Document extract:
5. The article describes in detail a complex hyperspectral data preprocessing pipeline (calibration, smoothing, feature selection). However, for RGB images, a large number of hand-crafted features (color, texture, Gabor, wavelets) are extracted. No ablation studies have been conducted to assess the contribution of these complex RGB features to the final result compared to using raw images in a CNN.
6. There is no quantitative assessment of the proportion of errors due to mechanical damage and disease, and the proportion due to the detection of truly early infections.

Author Response

Please see the attachment.

Author Response File: Author Response.pdf

Reviewer 3 Report

Comments and Suggestions for Authors

In this work, a multi-source data fusion strategy was proposed for non-destructive and high-precision detection of early-stage jujube shrinkage disease, which combined RGB imaging and HSI. Moreover, CNN-MLP architecture was constructed with dynamic feature weighting, which was used to achieve effective multimodal fusion and optimize detection performance. I think the manuscript is in the scope of the journal and can be considered for the publication, and the following comments should be clarified before publish.

Comment 1: In this work, RGB imaging and HSI were combined for non-destructive and high-precision detection of early-stage jujube shrinkage diseas. However, the article did not explicitly state whether hyperspectral data is strictly aligned with RGB images. Moreover, the author needs to provide more details about the sample category distribution, such as the number of early/late stage diseased fruits.

Comment 2: The author described the sampling location, time, and physiological criteria in the article. The author constructed a dataset of 317 jujube fruits and divided it into training/validation/testing sets. However, for building deep learning models with multi-source fusion, the overall sample size is still relatively small. It is suggested that the author consider adding data from different orchards, years, and varieties to enhance the generalization and robustness of the model.

Comment 3: In this work, a multi-source data fusion strategy high-precision detection of early-stage jujube shrinkage disease. However, the author did not systematically compare the proposed method with other fusion strategies such as concatenation, attention mechanisms, weighted averaging, etc. Suggest conducting comparative experiments on different fusion methods to verify the actual contribution of the proposed dynamic fusion strategy in terms of performance improvement.

Comment 4: The experimental results demonstrate that the proposed model outperforms the comparison methods (such as MLP, CNN) in terms of accuracy and F1 score. And it also has a faster training convergence speed. However, as shown in Table 3, some machine learning methods (such as RF and KNN) also achieved high accuracy, but their F1 scores were significantly lower than the method proposed in this paper. It is suggested to further analyze whether this phenomenon is caused by an imbalanced distribution of categories. In addition, the author did not provide a ROC curve graph. Suggest the author to supplement relevant illustrations to enhance the credibility and interpretability of the experimental results.

Comments on the Quality of English Language

Can be improved.

Author Response

Please see the attachment.

Author Response File: Author Response.pdf

Round 2

Reviewer 1 Report

Comments and Suggestions for Authors

The author has answered all the questions.

Task details:
Copy out the passage of the peer review from "6. There is" to "truly early infections.".

Data records:
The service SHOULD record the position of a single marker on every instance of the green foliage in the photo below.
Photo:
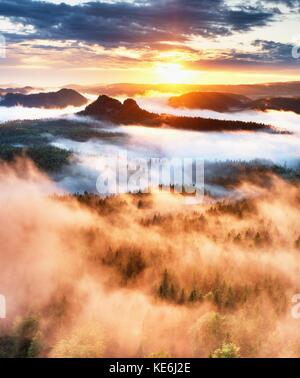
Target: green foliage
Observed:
(226, 350)
(47, 158)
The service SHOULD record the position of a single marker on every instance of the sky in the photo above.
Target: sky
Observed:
(54, 43)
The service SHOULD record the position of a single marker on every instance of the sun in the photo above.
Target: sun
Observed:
(172, 73)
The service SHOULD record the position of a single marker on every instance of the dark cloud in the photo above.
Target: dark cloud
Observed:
(142, 22)
(268, 54)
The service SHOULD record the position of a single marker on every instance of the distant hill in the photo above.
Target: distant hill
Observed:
(254, 91)
(227, 102)
(277, 103)
(23, 90)
(61, 99)
(129, 113)
(219, 102)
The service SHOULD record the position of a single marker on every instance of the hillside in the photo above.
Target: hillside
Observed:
(61, 99)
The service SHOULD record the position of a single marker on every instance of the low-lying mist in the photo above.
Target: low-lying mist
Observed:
(136, 276)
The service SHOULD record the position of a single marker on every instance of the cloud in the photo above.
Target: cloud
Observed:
(112, 24)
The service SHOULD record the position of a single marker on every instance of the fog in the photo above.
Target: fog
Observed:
(23, 113)
(60, 264)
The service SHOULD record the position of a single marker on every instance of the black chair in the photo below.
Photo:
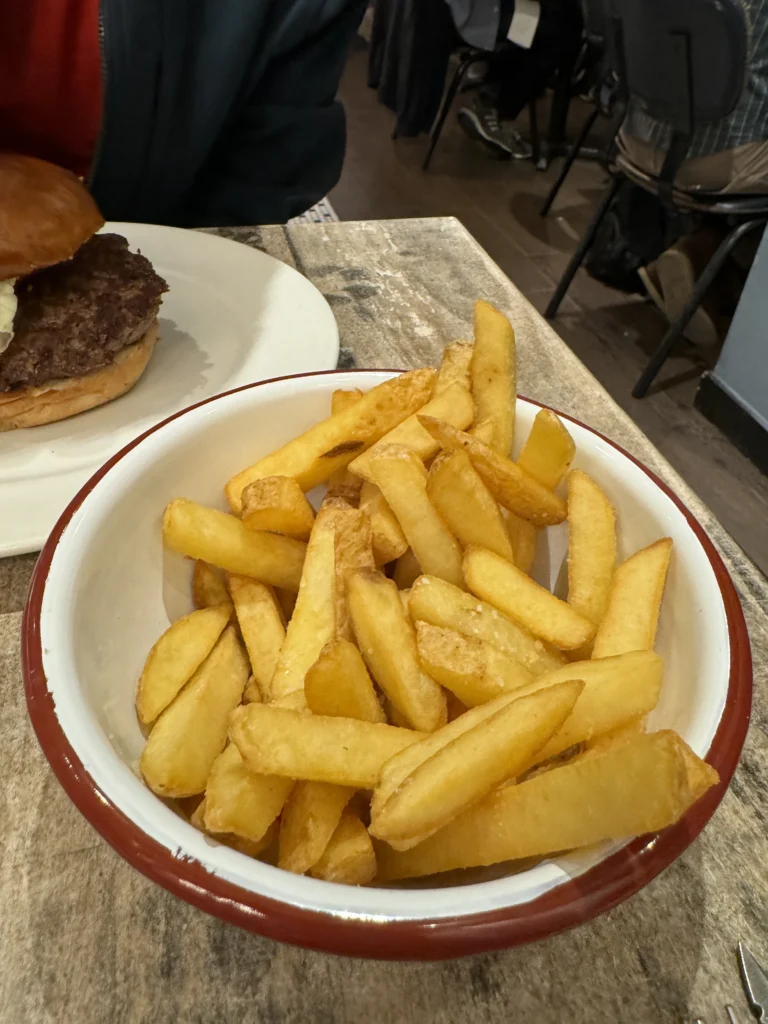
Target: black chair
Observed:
(684, 61)
(469, 55)
(609, 100)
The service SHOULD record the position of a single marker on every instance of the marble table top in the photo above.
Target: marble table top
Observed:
(86, 939)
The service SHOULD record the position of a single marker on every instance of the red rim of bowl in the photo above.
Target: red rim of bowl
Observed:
(571, 903)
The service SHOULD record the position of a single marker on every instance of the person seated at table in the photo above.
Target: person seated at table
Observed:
(726, 156)
(197, 113)
(516, 76)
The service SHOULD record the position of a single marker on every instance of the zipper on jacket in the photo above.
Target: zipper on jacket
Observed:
(102, 65)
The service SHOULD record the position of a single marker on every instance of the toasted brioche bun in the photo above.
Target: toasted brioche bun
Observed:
(46, 214)
(32, 407)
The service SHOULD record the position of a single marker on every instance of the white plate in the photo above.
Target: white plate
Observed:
(232, 315)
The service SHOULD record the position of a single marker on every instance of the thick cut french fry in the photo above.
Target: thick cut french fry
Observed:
(433, 600)
(240, 802)
(482, 430)
(634, 602)
(338, 685)
(401, 478)
(592, 547)
(397, 769)
(503, 585)
(387, 643)
(642, 785)
(454, 367)
(192, 731)
(222, 540)
(252, 692)
(407, 570)
(286, 602)
(604, 742)
(548, 451)
(500, 748)
(455, 707)
(313, 456)
(295, 700)
(353, 545)
(522, 537)
(251, 848)
(616, 691)
(494, 374)
(278, 504)
(208, 587)
(454, 406)
(512, 486)
(387, 537)
(342, 483)
(471, 669)
(278, 741)
(309, 819)
(261, 626)
(313, 622)
(467, 506)
(176, 656)
(348, 858)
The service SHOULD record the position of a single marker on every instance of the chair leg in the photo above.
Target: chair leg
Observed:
(578, 258)
(676, 330)
(449, 98)
(535, 138)
(568, 162)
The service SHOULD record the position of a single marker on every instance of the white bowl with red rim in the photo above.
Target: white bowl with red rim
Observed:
(104, 589)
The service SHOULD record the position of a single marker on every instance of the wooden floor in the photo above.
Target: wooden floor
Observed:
(611, 333)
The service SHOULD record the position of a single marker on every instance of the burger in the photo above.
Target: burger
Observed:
(78, 310)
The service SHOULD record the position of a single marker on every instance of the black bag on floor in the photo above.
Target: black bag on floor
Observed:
(636, 230)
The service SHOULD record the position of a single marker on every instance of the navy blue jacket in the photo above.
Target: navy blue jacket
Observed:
(220, 112)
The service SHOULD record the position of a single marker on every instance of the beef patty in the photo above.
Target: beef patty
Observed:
(74, 317)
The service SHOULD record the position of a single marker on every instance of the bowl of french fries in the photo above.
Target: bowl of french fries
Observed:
(388, 664)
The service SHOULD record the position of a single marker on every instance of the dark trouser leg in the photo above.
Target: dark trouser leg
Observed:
(713, 267)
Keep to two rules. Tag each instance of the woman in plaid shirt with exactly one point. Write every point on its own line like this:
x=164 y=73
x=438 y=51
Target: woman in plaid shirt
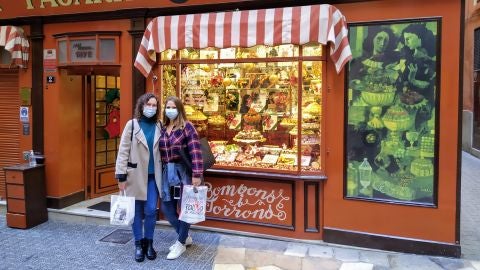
x=177 y=134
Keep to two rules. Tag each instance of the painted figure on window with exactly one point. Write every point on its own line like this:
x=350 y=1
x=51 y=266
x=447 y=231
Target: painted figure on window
x=379 y=64
x=419 y=75
x=112 y=98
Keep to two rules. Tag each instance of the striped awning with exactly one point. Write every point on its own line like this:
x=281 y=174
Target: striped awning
x=13 y=40
x=291 y=25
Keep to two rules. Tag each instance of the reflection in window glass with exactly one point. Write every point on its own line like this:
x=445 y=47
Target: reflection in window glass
x=107 y=119
x=100 y=159
x=169 y=81
x=62 y=51
x=111 y=157
x=100 y=94
x=100 y=146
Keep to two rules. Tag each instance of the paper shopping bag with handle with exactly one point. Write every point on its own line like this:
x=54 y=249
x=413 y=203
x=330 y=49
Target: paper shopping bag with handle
x=194 y=204
x=122 y=210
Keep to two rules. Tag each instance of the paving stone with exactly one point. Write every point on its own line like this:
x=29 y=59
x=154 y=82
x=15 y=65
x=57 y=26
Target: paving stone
x=346 y=255
x=228 y=267
x=356 y=266
x=311 y=263
x=276 y=245
x=230 y=255
x=320 y=251
x=231 y=241
x=297 y=250
x=257 y=243
x=409 y=262
x=268 y=267
x=375 y=258
x=257 y=258
x=449 y=263
x=288 y=262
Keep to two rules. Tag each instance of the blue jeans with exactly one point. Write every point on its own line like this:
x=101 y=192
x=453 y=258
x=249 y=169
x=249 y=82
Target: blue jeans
x=169 y=209
x=146 y=210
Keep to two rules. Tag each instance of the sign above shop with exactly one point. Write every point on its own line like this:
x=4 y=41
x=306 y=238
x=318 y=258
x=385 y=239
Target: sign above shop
x=50 y=60
x=83 y=50
x=24 y=115
x=50 y=79
x=12 y=9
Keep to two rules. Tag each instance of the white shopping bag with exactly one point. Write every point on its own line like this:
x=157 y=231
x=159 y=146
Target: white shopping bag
x=194 y=204
x=122 y=210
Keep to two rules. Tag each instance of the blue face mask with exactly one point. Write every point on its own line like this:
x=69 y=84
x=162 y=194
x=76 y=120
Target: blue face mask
x=149 y=111
x=171 y=113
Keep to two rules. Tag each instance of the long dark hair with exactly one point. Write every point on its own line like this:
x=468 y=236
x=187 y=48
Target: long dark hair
x=182 y=115
x=141 y=101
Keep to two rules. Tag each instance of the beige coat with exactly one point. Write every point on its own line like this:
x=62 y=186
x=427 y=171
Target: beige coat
x=137 y=177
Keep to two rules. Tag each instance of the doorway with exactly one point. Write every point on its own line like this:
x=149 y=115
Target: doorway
x=102 y=123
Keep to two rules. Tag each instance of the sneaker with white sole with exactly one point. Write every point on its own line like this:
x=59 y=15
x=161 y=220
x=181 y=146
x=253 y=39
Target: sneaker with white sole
x=188 y=242
x=177 y=250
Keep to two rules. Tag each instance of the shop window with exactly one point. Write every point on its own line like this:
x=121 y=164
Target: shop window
x=88 y=48
x=107 y=129
x=5 y=56
x=391 y=148
x=259 y=107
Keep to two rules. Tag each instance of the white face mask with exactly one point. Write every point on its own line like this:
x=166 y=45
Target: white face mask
x=171 y=113
x=149 y=111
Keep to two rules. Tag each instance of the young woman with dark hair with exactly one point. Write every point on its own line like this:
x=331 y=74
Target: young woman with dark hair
x=177 y=135
x=138 y=171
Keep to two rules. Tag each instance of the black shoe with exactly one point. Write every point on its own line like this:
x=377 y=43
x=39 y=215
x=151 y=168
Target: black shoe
x=139 y=254
x=151 y=253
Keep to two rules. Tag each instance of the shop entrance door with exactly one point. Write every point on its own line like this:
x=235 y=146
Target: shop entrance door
x=9 y=123
x=102 y=109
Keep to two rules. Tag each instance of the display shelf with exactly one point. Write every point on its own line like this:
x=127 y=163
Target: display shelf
x=251 y=103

Written response:
6. There is no quantitative assessment of the proportion of errors due to mechanical damage and disease, and the proportion due to the detection of truly early infections.